WORK ITEM: Of all the lines below, output only those starting at the one with "Camera-trap tally: mark every instance of the blonde" and ending at the one with "Camera-trap tally: mark every instance of the bare", both ends included, exactly as written.

Point localization data
----------------------------------------
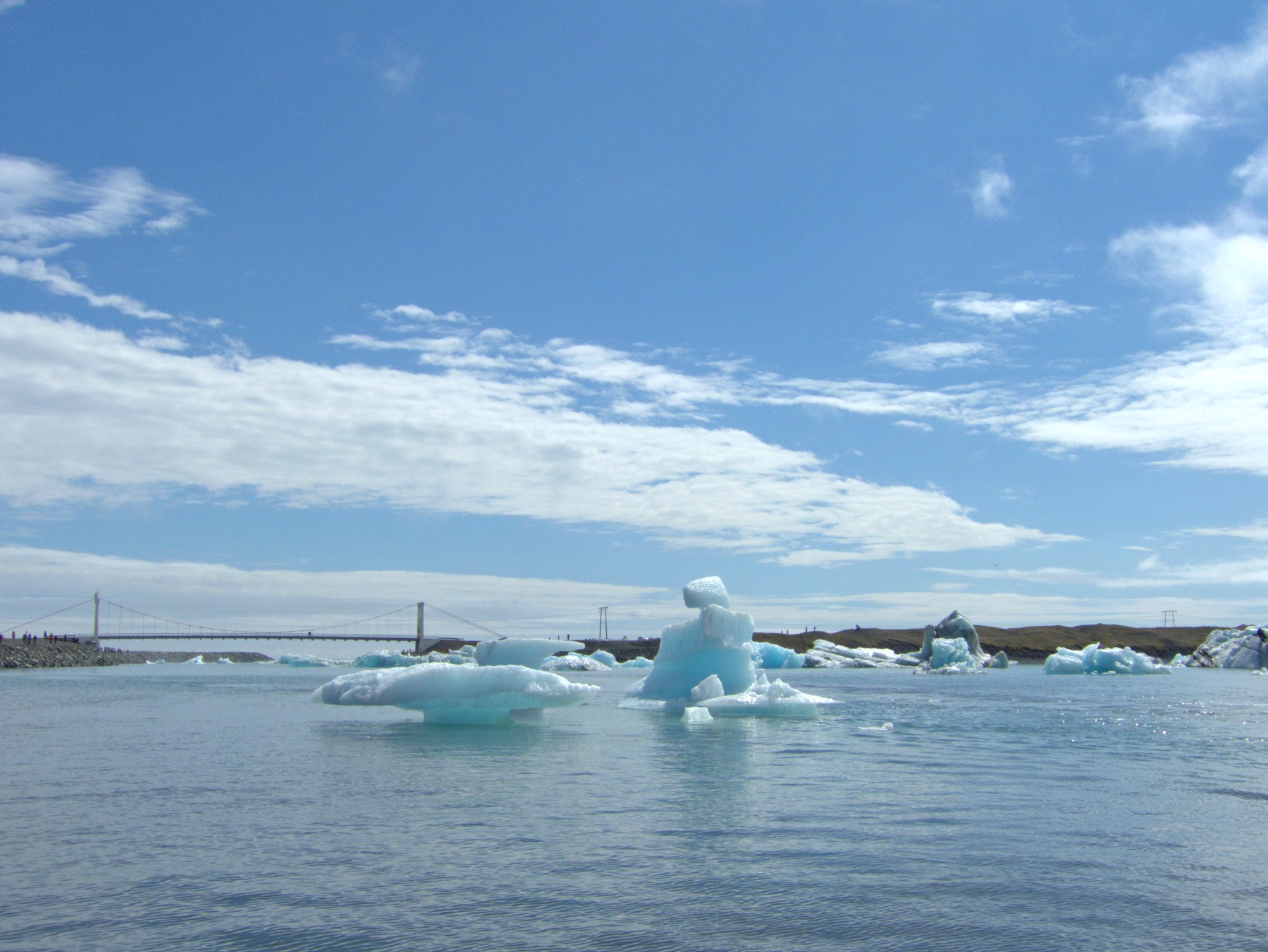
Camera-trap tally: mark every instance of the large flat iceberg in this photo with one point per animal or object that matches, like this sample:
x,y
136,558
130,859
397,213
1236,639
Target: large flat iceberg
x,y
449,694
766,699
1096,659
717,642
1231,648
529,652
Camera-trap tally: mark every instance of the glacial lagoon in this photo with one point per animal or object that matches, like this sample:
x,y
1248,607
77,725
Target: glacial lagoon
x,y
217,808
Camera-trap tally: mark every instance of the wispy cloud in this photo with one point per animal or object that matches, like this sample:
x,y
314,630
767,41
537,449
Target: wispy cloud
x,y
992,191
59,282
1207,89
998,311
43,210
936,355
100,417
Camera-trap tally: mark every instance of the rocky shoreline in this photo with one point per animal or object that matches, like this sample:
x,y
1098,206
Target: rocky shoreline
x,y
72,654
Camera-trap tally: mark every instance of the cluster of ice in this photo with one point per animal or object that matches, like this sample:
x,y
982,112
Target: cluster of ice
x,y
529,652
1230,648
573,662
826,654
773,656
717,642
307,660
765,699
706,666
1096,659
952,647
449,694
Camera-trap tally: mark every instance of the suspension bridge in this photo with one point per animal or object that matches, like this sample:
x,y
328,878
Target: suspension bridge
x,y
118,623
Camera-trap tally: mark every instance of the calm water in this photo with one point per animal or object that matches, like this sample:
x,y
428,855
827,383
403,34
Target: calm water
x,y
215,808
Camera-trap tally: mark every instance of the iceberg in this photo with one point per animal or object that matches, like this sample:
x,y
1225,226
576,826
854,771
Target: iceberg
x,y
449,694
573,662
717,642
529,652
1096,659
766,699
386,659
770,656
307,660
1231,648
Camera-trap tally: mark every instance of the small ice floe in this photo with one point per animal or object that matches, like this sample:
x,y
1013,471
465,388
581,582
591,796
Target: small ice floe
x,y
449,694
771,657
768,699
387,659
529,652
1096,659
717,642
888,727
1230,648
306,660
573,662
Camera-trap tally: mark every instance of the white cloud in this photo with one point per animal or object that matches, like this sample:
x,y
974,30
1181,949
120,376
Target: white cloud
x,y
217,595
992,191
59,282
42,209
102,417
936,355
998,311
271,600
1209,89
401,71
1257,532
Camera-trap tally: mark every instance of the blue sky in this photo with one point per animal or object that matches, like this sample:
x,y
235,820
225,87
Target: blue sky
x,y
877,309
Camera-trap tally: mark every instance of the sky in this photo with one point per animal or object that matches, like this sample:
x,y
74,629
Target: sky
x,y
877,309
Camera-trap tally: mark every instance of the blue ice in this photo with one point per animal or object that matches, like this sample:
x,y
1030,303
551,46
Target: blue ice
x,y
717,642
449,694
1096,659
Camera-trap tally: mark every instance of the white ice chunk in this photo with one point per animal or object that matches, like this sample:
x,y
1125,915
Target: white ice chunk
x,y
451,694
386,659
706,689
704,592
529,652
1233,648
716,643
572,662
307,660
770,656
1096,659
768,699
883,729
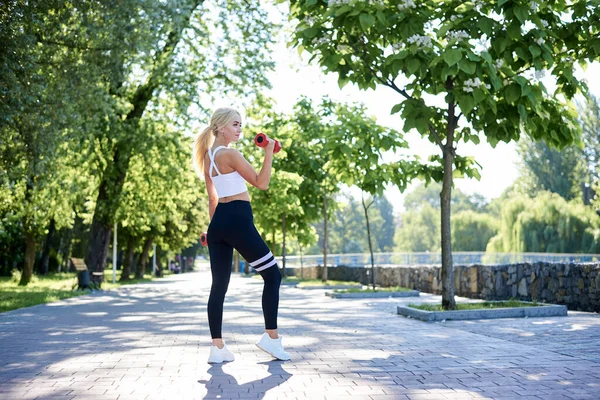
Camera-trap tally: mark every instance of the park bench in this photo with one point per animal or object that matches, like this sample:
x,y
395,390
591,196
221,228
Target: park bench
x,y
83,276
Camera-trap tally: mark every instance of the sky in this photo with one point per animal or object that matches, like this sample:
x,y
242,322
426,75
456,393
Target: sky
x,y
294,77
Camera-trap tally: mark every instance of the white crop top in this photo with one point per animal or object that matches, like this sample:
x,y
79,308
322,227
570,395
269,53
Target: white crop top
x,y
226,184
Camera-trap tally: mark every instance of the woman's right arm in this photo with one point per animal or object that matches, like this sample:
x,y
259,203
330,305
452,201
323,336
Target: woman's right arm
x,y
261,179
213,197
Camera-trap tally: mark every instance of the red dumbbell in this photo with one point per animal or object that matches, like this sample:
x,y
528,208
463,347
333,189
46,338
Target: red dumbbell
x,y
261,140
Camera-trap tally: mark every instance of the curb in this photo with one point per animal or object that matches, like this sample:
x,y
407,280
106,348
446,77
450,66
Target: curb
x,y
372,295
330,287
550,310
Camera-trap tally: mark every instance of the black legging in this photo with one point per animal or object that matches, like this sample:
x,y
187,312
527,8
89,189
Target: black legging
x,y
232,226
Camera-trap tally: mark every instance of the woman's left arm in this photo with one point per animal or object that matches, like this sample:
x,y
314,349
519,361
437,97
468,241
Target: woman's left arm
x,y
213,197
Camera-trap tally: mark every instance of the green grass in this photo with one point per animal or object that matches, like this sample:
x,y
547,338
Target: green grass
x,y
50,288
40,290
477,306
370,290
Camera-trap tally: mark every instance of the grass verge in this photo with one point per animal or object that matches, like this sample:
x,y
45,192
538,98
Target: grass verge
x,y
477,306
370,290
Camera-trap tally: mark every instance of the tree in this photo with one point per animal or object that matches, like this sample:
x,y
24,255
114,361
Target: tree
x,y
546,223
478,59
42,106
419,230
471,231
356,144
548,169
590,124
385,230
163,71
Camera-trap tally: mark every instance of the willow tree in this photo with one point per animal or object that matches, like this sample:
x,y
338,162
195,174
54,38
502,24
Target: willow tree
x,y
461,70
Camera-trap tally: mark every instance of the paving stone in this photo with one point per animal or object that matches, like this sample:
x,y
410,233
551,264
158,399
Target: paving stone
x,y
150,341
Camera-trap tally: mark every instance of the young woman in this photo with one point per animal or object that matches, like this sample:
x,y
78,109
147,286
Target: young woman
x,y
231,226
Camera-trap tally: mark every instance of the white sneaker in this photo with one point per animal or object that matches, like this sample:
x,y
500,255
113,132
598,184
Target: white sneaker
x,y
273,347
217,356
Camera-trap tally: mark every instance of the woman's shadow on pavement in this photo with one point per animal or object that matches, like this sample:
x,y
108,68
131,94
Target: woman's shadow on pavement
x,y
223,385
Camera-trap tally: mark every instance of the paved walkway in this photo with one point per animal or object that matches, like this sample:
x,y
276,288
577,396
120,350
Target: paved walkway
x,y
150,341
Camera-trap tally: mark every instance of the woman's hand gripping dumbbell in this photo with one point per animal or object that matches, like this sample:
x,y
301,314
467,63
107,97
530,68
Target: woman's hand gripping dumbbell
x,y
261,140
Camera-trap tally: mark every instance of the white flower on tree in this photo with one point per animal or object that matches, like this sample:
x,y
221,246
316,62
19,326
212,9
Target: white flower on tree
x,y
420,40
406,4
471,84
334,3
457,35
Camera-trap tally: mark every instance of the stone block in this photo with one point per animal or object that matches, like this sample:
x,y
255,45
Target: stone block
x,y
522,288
----------------------------------------
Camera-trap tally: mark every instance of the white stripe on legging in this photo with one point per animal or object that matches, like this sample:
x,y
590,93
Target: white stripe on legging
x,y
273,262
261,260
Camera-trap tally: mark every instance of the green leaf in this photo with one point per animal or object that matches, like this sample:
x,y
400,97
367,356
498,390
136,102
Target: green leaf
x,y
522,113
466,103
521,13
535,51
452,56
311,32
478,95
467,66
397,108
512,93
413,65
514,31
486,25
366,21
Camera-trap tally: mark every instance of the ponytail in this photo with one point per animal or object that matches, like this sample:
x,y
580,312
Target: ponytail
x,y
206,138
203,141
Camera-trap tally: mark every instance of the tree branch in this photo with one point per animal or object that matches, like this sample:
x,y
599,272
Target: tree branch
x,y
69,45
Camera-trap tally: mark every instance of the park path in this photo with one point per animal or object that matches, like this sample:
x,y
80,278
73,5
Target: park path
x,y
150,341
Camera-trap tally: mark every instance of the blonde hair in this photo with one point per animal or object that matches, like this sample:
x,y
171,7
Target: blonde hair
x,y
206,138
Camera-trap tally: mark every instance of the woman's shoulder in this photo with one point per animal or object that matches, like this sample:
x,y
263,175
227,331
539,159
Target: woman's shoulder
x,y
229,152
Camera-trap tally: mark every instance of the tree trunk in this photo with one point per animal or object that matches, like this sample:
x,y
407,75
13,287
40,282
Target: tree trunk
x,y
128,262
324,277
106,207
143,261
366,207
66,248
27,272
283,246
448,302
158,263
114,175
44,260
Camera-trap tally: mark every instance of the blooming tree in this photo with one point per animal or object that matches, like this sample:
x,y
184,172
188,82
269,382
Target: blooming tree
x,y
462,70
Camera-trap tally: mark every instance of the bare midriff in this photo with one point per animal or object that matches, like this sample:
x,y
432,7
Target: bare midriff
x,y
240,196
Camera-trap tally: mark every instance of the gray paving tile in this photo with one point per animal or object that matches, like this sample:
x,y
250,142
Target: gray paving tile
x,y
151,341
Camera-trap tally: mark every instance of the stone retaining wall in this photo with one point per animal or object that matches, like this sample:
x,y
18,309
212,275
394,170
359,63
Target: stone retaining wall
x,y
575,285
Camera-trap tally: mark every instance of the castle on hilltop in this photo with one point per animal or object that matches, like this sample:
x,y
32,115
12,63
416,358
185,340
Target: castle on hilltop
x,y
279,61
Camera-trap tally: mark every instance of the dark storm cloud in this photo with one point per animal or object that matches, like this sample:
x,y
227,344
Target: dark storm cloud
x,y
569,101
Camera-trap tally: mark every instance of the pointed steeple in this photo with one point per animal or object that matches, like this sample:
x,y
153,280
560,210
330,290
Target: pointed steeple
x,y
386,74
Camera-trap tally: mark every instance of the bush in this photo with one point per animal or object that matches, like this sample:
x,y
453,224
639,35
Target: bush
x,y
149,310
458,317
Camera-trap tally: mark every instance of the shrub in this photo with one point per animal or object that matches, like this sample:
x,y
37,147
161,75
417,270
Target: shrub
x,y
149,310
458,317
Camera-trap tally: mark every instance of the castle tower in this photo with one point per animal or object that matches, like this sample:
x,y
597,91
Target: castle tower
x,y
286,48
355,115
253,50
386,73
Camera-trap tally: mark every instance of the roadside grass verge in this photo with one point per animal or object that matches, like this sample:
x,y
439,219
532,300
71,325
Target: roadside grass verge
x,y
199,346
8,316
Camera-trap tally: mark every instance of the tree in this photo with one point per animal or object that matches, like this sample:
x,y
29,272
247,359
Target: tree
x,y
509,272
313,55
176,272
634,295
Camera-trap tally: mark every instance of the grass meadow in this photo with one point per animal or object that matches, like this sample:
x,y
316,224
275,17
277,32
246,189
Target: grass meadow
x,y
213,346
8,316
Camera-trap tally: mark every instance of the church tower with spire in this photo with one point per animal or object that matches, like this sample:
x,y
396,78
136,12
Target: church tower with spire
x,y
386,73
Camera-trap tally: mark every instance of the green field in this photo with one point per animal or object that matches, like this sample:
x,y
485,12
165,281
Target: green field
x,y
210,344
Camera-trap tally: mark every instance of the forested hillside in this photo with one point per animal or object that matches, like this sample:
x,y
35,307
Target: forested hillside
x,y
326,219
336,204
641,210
----------------------------------------
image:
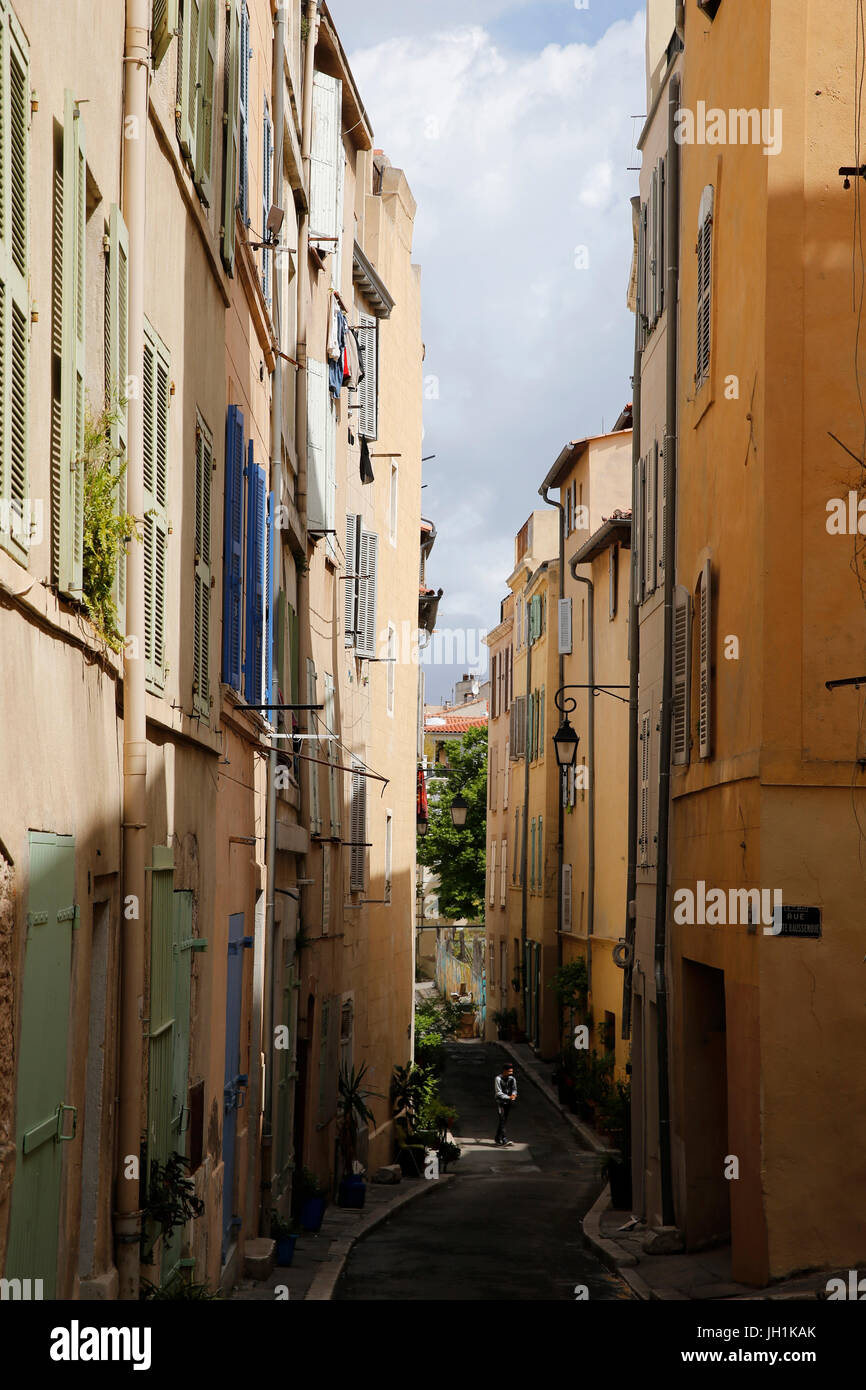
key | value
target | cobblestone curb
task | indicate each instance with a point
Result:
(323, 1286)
----------------------------------------
EXERCISE OUTPUT:
Camera-trap tally: mark every instance of the blonde hair in this photo with one point per animal or object that matches, like this sample:
x,y
171,7
Target: blonde hair
x,y
206,138
Camera-trap tally: mark every instance of the woman's shoulder in this photo with one point per animal or object that matches, like this sample:
x,y
263,175
227,331
539,159
Target: woman's shoulder
x,y
229,152
Camera-trap tally: mark every instance of the tree trunk in this photo with one point per animal or object that matches, like this sample:
x,y
407,75
13,287
40,282
Target: tree trunk
x,y
128,262
324,277
106,207
143,261
366,207
66,248
27,272
283,246
448,302
158,263
114,175
44,260
Camera-trap tally: mark every instance of the blooming tree in this photo with one point per animal or object that matches, like this sample:
x,y
184,172
188,82
269,382
Target: blooming tree
x,y
462,70
Camera-trap tally: mark every instance of the bare midriff in this photo with one point per animal or object that matches, like this sample:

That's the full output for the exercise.